§ **Aim of the task**:
From the first line to the last, repeat the data below exactly.

[Saved data entries]
○ ○ ○ ○ ○ ○ ○

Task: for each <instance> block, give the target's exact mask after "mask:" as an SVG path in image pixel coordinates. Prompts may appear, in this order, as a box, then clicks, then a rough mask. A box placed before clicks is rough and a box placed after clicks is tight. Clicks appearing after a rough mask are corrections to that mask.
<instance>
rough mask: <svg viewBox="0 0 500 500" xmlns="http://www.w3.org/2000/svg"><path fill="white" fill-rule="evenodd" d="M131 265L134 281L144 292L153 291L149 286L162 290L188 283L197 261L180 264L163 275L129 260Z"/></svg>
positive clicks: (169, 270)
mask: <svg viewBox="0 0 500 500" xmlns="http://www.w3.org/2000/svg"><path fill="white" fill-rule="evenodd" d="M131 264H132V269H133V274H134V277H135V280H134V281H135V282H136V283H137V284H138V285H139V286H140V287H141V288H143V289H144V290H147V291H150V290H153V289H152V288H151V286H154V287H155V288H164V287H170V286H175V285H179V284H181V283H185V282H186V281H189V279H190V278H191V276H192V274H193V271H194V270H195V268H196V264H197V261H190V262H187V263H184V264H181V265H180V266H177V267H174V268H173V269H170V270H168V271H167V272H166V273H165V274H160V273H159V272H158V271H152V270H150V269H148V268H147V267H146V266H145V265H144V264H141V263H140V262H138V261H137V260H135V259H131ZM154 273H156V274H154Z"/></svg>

○ ○ ○ ○ ○ ○ ○

§ **Your solution**:
Task: for each <instance> block, give the target's exact mask after "mask:" as an SVG path in image pixel coordinates. Prompts may appear, in this order, as a box, then clicks, then a rough mask. A box placed before clicks is rough and a box placed after clicks is tight. Clicks appearing after a rough mask are corrections to that mask.
<instance>
rough mask: <svg viewBox="0 0 500 500" xmlns="http://www.w3.org/2000/svg"><path fill="white" fill-rule="evenodd" d="M131 265L134 281L144 292L153 291L149 286L162 290L188 283L197 261L180 264L163 275L129 260Z"/></svg>
positive clicks: (169, 270)
mask: <svg viewBox="0 0 500 500" xmlns="http://www.w3.org/2000/svg"><path fill="white" fill-rule="evenodd" d="M131 264H132V269H133V274H134V277H135V280H134V281H135V282H136V283H137V284H138V285H139V286H140V287H141V288H143V289H144V290H147V291H150V290H153V289H152V288H151V286H154V287H155V288H164V287H170V286H175V285H179V284H181V283H185V282H186V281H189V279H190V278H191V276H192V274H193V271H194V270H195V268H196V264H197V261H190V262H187V263H184V264H181V265H180V266H177V267H174V268H173V269H170V270H168V271H167V272H166V273H165V274H160V273H159V272H158V271H152V270H150V269H148V268H147V267H146V266H145V265H144V264H141V263H140V262H138V261H137V260H135V259H131ZM154 273H156V274H154Z"/></svg>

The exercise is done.